- **Stated goal**
Please return each line of the material below that contains the string "pillar", copying every such line in full. Treat case as significant.

- **Extracted material**
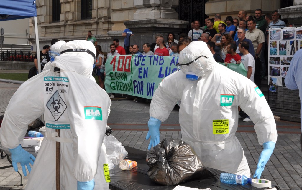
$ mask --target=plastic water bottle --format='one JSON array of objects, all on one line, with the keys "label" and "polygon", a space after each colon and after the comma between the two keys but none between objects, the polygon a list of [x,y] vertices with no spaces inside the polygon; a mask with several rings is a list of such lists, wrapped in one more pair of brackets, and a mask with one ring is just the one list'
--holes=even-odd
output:
[{"label": "plastic water bottle", "polygon": [[44,135],[40,132],[34,131],[28,131],[28,136],[31,137],[43,137]]},{"label": "plastic water bottle", "polygon": [[137,162],[130,160],[121,160],[118,164],[118,167],[123,170],[131,170],[137,165]]},{"label": "plastic water bottle", "polygon": [[220,174],[220,181],[225,183],[244,185],[247,183],[251,183],[252,178],[248,178],[244,175],[221,173]]}]

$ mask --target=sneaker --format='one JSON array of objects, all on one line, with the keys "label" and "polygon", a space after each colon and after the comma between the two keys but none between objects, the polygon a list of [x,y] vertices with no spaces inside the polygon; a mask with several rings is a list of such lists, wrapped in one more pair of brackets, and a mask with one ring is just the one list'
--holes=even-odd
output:
[{"label": "sneaker", "polygon": [[243,121],[245,121],[245,122],[249,122],[249,121],[251,121],[252,120],[249,117],[246,117],[243,120]]},{"label": "sneaker", "polygon": [[145,101],[144,100],[141,98],[138,98],[134,101],[136,102],[143,102]]}]

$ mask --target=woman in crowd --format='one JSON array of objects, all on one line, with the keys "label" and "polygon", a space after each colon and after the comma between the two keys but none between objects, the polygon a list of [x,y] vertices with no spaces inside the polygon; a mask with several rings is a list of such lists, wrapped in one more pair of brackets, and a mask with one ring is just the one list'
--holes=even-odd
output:
[{"label": "woman in crowd", "polygon": [[171,50],[171,47],[170,46],[171,45],[171,44],[173,42],[172,40],[171,39],[169,39],[168,40],[168,42],[167,42],[166,43],[167,45],[167,49],[168,50],[168,51],[169,51],[169,54],[170,53],[172,52],[172,50]]},{"label": "woman in crowd", "polygon": [[229,34],[225,34],[221,37],[221,48],[220,51],[220,57],[224,61],[226,54],[227,45],[233,42],[233,39]]},{"label": "woman in crowd", "polygon": [[177,44],[178,43],[178,41],[176,39],[175,37],[175,35],[173,32],[169,32],[168,33],[168,35],[167,36],[167,42],[166,43],[166,47],[168,48],[169,46],[169,44],[168,44],[168,42],[169,39],[172,40],[172,42],[175,42]]},{"label": "woman in crowd", "polygon": [[95,49],[96,50],[96,57],[97,58],[97,62],[95,64],[95,67],[97,67],[97,70],[98,72],[97,76],[98,79],[98,85],[100,87],[104,90],[104,80],[105,79],[105,76],[104,75],[104,73],[105,72],[105,67],[104,64],[104,54],[102,51],[102,47],[99,45],[97,45],[95,46]]},{"label": "woman in crowd", "polygon": [[133,45],[131,45],[129,47],[129,54],[131,55],[133,52]]}]

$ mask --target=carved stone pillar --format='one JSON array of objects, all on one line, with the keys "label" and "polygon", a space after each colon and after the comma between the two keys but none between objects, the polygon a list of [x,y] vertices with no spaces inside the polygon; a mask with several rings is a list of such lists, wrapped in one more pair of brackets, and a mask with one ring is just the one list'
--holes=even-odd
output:
[{"label": "carved stone pillar", "polygon": [[278,10],[282,18],[286,18],[288,23],[300,24],[302,15],[302,0],[294,0],[294,6]]},{"label": "carved stone pillar", "polygon": [[188,24],[187,21],[178,19],[178,14],[174,8],[178,6],[178,0],[134,1],[137,9],[133,19],[124,22],[124,24],[134,33],[130,44],[138,45],[141,51],[144,43],[155,42],[156,34],[162,34],[165,41],[170,32],[177,38],[178,33]]}]

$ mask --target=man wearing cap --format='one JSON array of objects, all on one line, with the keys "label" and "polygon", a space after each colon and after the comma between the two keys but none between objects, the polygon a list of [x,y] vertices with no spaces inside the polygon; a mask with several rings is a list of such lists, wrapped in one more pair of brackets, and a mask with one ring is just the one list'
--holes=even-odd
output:
[{"label": "man wearing cap", "polygon": [[148,147],[160,142],[159,129],[178,100],[182,139],[189,144],[203,165],[228,173],[250,176],[243,149],[235,133],[240,107],[255,123],[264,148],[254,177],[260,178],[277,139],[274,116],[265,97],[250,80],[215,61],[206,44],[193,42],[181,52],[181,70],[163,79],[150,108]]}]

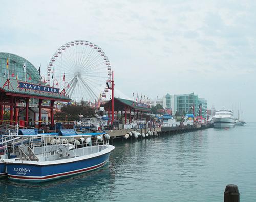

- **Result**
$ mask --target=carved stone pillar --format='one JSON array of objects, all on one line, with the keys "label" and "polygon", a space after each colon and after the comma between the two keys but none between objects, the polygon a list of [x,y] vertices with no spaces inside the polygon; a mask with several rings is a list of such lists, wrapped in one more pair of brackets, and a mask with one ring is just the one list'
[{"label": "carved stone pillar", "polygon": [[278,10],[282,18],[286,18],[288,23],[300,24],[302,15],[302,0],[294,0],[294,6]]},{"label": "carved stone pillar", "polygon": [[188,24],[187,21],[178,19],[178,14],[174,8],[178,6],[178,0],[134,1],[137,9],[133,19],[124,22],[124,24],[134,33],[130,44],[138,45],[141,51],[144,43],[155,42],[156,34],[162,34],[165,41],[170,32],[177,38],[178,33]]}]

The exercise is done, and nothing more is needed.